Start of MATERIAL FOR THIS EXERCISE
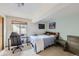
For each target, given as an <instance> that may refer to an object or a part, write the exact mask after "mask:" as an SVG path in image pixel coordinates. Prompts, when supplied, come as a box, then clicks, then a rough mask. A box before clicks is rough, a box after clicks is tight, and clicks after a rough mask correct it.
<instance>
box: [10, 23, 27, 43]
mask: <svg viewBox="0 0 79 59" xmlns="http://www.w3.org/2000/svg"><path fill="white" fill-rule="evenodd" d="M12 25H13V32H17V33H18V34H19V35H20V37H21V39H22V42H23V43H24V44H25V43H26V40H27V23H23V22H22V23H21V22H20V23H12Z"/></svg>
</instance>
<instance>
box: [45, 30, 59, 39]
mask: <svg viewBox="0 0 79 59" xmlns="http://www.w3.org/2000/svg"><path fill="white" fill-rule="evenodd" d="M44 34H45V35H55V36H56V38H57V39H59V36H60V33H59V32H48V31H46V32H45V33H44Z"/></svg>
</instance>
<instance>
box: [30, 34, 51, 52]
mask: <svg viewBox="0 0 79 59" xmlns="http://www.w3.org/2000/svg"><path fill="white" fill-rule="evenodd" d="M49 37H52V36H49V35H38V36H30V41H31V43H32V44H33V45H34V48H35V46H36V52H37V53H38V52H40V51H42V50H44V40H43V39H44V38H49Z"/></svg>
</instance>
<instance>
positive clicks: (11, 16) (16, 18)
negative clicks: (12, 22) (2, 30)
mask: <svg viewBox="0 0 79 59" xmlns="http://www.w3.org/2000/svg"><path fill="white" fill-rule="evenodd" d="M12 20H18V21H24V22H27V23H28V24H30V23H31V20H29V19H24V18H19V17H13V16H6V41H5V44H6V46H8V38H9V36H10V34H11V32H12V31H13V27H12Z"/></svg>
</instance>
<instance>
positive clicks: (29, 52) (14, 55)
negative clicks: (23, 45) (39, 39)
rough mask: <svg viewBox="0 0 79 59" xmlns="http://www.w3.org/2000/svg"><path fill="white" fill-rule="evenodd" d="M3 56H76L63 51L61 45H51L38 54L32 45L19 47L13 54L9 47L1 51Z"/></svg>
mask: <svg viewBox="0 0 79 59" xmlns="http://www.w3.org/2000/svg"><path fill="white" fill-rule="evenodd" d="M0 55H1V56H74V55H73V54H72V53H69V52H66V51H63V49H62V48H61V47H59V46H57V47H55V46H51V47H49V48H46V49H45V50H44V51H42V52H40V53H38V54H36V53H35V52H34V50H33V49H32V48H31V46H30V45H29V46H27V45H25V46H24V47H23V48H22V51H20V50H19V49H18V50H16V51H15V53H14V54H12V51H9V50H8V49H7V48H6V49H4V50H3V51H1V52H0Z"/></svg>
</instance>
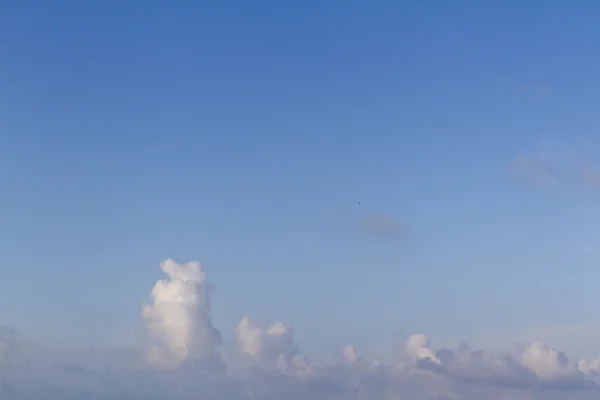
End of MATERIAL FOR THIS EXERCISE
*EXERCISE DIRECTIONS*.
Copy exactly what appears in the entries, beginning with the first line and ending with the line that has "negative clicks: (23, 45) (39, 39)", but not the pictures.

*FINAL ANSWER*.
For each target, given as an <instance> that may refer to an object or a part, write the exact mask after "mask:" as an SVG path in image pixel coordinates. Prompts, when supplied, come as a box, then clicks, then a rough mask. A box before clicks is rough, a box after clicks is tight, and clicks after a rough mask correct it.
<instance>
box: [10, 23, 27, 43]
mask: <svg viewBox="0 0 79 59" xmlns="http://www.w3.org/2000/svg"><path fill="white" fill-rule="evenodd" d="M12 25H13V32H17V33H18V34H19V35H20V37H21V39H22V42H23V43H24V44H25V43H26V40H27V23H23V22H22V23H21V22H20V23H12Z"/></svg>
</instance>
<instance>
box: [45, 30, 59, 39]
mask: <svg viewBox="0 0 79 59" xmlns="http://www.w3.org/2000/svg"><path fill="white" fill-rule="evenodd" d="M44 34H45V35H55V36H56V38H57V39H59V36H60V33H59V32H48V31H46V32H45V33H44Z"/></svg>
</instance>
<instance>
box: [30, 34, 51, 52]
mask: <svg viewBox="0 0 79 59" xmlns="http://www.w3.org/2000/svg"><path fill="white" fill-rule="evenodd" d="M49 37H52V36H49V35H38V36H30V41H31V43H32V44H33V45H34V48H35V46H36V52H37V53H38V52H40V51H42V50H44V40H43V39H44V38H49Z"/></svg>
</instance>
<instance>
positive clicks: (11, 16) (16, 18)
negative clicks: (12, 22) (2, 30)
mask: <svg viewBox="0 0 79 59" xmlns="http://www.w3.org/2000/svg"><path fill="white" fill-rule="evenodd" d="M12 20H18V21H24V22H27V23H28V24H30V23H31V20H29V19H24V18H19V17H13V16H6V41H5V44H6V46H8V38H9V36H10V34H11V32H12V31H13V27H12Z"/></svg>
</instance>
<instance>
positive clicks: (29, 52) (14, 55)
negative clicks: (23, 45) (39, 39)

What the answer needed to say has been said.